| Requirement |
Produce an exact transcript of all the records.

*** Block opens ***

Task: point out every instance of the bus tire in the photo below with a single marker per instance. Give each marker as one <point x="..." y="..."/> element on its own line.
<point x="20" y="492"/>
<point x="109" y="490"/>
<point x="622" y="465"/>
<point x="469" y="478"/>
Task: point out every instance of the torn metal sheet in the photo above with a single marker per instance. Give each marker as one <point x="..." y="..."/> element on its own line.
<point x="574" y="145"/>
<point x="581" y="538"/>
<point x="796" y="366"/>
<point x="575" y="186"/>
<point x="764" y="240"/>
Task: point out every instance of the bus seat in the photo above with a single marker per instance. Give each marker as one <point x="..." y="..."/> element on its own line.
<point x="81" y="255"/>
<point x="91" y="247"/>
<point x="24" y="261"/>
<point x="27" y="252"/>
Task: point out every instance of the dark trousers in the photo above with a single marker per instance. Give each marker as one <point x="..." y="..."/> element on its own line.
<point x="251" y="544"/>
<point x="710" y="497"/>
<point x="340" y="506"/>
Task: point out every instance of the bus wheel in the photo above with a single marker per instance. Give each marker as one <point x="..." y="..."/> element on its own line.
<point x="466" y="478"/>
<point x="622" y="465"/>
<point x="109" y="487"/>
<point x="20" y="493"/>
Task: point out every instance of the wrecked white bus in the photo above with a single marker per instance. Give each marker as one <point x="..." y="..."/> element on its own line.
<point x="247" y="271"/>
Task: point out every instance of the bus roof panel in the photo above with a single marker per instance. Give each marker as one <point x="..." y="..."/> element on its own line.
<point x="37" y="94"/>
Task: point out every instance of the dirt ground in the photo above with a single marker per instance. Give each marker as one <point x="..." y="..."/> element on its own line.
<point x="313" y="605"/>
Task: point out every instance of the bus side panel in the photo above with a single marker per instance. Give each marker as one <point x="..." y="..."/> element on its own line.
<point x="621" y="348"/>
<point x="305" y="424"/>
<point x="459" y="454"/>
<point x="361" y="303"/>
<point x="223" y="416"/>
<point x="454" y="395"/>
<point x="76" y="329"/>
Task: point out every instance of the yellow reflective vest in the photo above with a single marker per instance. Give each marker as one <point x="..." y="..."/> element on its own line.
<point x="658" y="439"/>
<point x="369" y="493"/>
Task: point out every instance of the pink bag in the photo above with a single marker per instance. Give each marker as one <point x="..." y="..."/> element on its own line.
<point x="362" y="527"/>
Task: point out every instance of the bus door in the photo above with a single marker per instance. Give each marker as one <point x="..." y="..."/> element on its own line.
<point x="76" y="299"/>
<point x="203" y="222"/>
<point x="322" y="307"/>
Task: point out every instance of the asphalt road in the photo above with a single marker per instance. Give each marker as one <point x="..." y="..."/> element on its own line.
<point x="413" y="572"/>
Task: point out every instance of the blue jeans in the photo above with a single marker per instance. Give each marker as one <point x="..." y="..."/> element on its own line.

*** Block closes ***

| Result of the task |
Task: point out every instance of the bus tire in the photo below with a single marker per instance. Give each marker as one <point x="..." y="..."/> element on its own line.
<point x="20" y="492"/>
<point x="109" y="490"/>
<point x="622" y="465"/>
<point x="469" y="478"/>
Task: point out every instance of the torn metal sheet in the photo above with a single marker per instance. Give each marker as one <point x="..." y="..."/> element on its own line.
<point x="574" y="145"/>
<point x="581" y="538"/>
<point x="796" y="366"/>
<point x="575" y="186"/>
<point x="764" y="240"/>
Task: point out every instance of the bus seat in the photo above with a single marker per instance. Give each marker as one <point x="..." y="..."/> element on its own line.
<point x="81" y="255"/>
<point x="91" y="247"/>
<point x="24" y="261"/>
<point x="27" y="252"/>
Task: point out every instance of the dark trousers in the photo above with a single marker per instance. Give each marker as one <point x="..." y="..."/> element on its own line.
<point x="251" y="544"/>
<point x="710" y="497"/>
<point x="340" y="506"/>
Task: point out every instance of the bus wheel in the photo above with a single marker per instance. Give each marker as one <point x="..." y="..."/> element on its own line.
<point x="466" y="478"/>
<point x="622" y="465"/>
<point x="109" y="487"/>
<point x="20" y="493"/>
Task: point out every instance of the wrecked white bus in the photo above with a single marker per instance. Give each marker as one <point x="..." y="..."/> element on its own line.
<point x="247" y="271"/>
Task: point out every instance of the bus roof panel in the photo above with a single marker per instance. Give each marker as one <point x="..." y="..."/> element on its own line.
<point x="37" y="94"/>
Task: point out every instance of the dirt ground in the photo above with a single marker per instance. Give each marker as one <point x="..." y="..."/> element on its own line.
<point x="313" y="605"/>
Task: point out every instance of the bus side panel in the photo above with a single marker per instance. Give each marker as one <point x="..." y="..."/> element on its own line.
<point x="621" y="348"/>
<point x="305" y="424"/>
<point x="459" y="454"/>
<point x="361" y="303"/>
<point x="223" y="416"/>
<point x="454" y="395"/>
<point x="76" y="329"/>
Task: point out every instance of the yellow reflective vest in the photo above with a single marker per instance. Give each marker as one <point x="..." y="..."/> element on its own line.
<point x="658" y="439"/>
<point x="369" y="493"/>
Task: point out every instance of the pink bag in the photo above with a single marker per instance. Give each marker as one <point x="..." y="..."/> element on its own line.
<point x="362" y="527"/>
Task: point out every instance of the bus door in the photo above with a single marker per instance. Give each marker as one <point x="..." y="..."/> element on its own line.
<point x="76" y="299"/>
<point x="203" y="222"/>
<point x="322" y="307"/>
Task: point out every instance of the asphalt road in the photo above with a single marker per instance. Give each marker as one <point x="..." y="..."/> element on its own line.
<point x="413" y="572"/>
Task: point out every instance of the blue jeans in the photo above with a single marker per instance. Give each marker as one <point x="..." y="..."/> element on its own line.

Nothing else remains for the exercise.